-- start of Records --

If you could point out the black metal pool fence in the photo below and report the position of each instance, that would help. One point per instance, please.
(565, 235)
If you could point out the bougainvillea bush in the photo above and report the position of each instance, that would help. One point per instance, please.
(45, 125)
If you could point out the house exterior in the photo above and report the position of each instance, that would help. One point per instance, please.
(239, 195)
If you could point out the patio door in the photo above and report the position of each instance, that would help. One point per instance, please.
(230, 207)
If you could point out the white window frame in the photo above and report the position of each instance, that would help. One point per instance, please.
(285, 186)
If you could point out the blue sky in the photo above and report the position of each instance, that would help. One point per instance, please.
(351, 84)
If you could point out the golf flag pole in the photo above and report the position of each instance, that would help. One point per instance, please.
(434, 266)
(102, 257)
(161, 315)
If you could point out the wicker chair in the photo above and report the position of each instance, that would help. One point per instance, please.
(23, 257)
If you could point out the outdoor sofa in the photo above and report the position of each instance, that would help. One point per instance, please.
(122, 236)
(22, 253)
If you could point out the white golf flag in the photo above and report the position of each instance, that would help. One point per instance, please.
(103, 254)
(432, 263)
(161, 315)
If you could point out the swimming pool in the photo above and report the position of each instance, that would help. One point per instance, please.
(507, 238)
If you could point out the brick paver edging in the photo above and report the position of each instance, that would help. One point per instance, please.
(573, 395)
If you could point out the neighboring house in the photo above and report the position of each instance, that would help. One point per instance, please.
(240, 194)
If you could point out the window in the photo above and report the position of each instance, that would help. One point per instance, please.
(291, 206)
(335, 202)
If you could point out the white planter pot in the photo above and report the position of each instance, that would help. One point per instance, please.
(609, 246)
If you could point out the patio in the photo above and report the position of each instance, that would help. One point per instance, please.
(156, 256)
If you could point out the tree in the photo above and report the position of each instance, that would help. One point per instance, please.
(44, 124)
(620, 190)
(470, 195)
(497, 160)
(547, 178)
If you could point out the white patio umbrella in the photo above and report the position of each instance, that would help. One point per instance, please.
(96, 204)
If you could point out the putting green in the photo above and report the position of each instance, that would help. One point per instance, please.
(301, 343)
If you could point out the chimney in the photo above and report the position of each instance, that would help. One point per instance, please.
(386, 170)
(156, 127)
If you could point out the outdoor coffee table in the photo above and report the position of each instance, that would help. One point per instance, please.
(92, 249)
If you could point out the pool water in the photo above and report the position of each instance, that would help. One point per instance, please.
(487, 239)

-- end of Records --

**Given exercise**: Take the listing above and write it out again exactly.

**Task solution**:
If you could point out the black metal pool fence in the photo below and report the position of each instance, that would help. One point per instance, please.
(565, 235)
If you could point out the bougainvillea bush in the photo above and report the position of each instance, that would help. One point per instance, please.
(45, 125)
If you could point out the house exterior in the photo above and report the position of each instance, that would help. One point per instance, please.
(239, 195)
If you could point out the patio door in the photo above and report the position of each instance, that would help. One point per instance, please.
(230, 207)
If you could point out the white window frame in the photo above and report the position of each instance, that would help. One point per instance, please.
(285, 186)
If you could point out the blue sky in the photo above and report the position of each instance, that would help. One point per instance, please.
(351, 84)
If you could point out the golf flag pole in the photo above and report the position of each instance, that would help. One point per instance, please.
(434, 266)
(102, 257)
(161, 315)
If you could point out the wicker chair in the photo above and report the position of each instance, that would help. One point per instance, please.
(23, 257)
If you could point out the outdoor sofa in the photo above and report the position of each instance, that would help. One point per instance, please.
(122, 236)
(22, 253)
If you could point out the white golf flag in the photo above and report the position of each instance, that would help. One point per instance, please.
(103, 254)
(432, 263)
(161, 315)
If you could point out the swimming pool in the photo above and report the position of each instance, that would help. One point per instance, please.
(507, 238)
If you could point out the brick paver edging in the photo above and report the position of each instance, that would help. One point per instance, please.
(573, 395)
If you could point out the neighboring house in the photo above and report the position of each instance, that would help. One point per instance, please.
(240, 194)
If you could point out the window in the photo above and report the position of each instance, that would help. One point per instance, please.
(291, 206)
(335, 202)
If you could point out the white planter pot in the photo above and report the position of each instance, that would help. One point per instance, please.
(609, 246)
If you could point out the patio in the photo above and report the position of each instance, that would help. One point per instance, please.
(156, 256)
If you could point out the tree in the photo above and report the position of each instance, that would help. One point per instance, please.
(44, 124)
(620, 190)
(470, 195)
(497, 160)
(547, 178)
If you could point out the white patio umbrella in the photo above and report the position of each instance, that would help. One point per instance, please.
(96, 204)
If you could point out the putting green in the photo above and report the position of each instance, that would help. One point per instance, please.
(301, 343)
If you could point out the chimney in the photo above and report the position of each instance, that would help. One point per instance, please.
(386, 170)
(156, 127)
If you could point out the outdoor coffee table in the photo above and report the position of each instance, that would help. One point per instance, please.
(92, 249)
If you could point out the pool water in the photo above and report the position of each instance, that would help. One point per instance, please.
(487, 239)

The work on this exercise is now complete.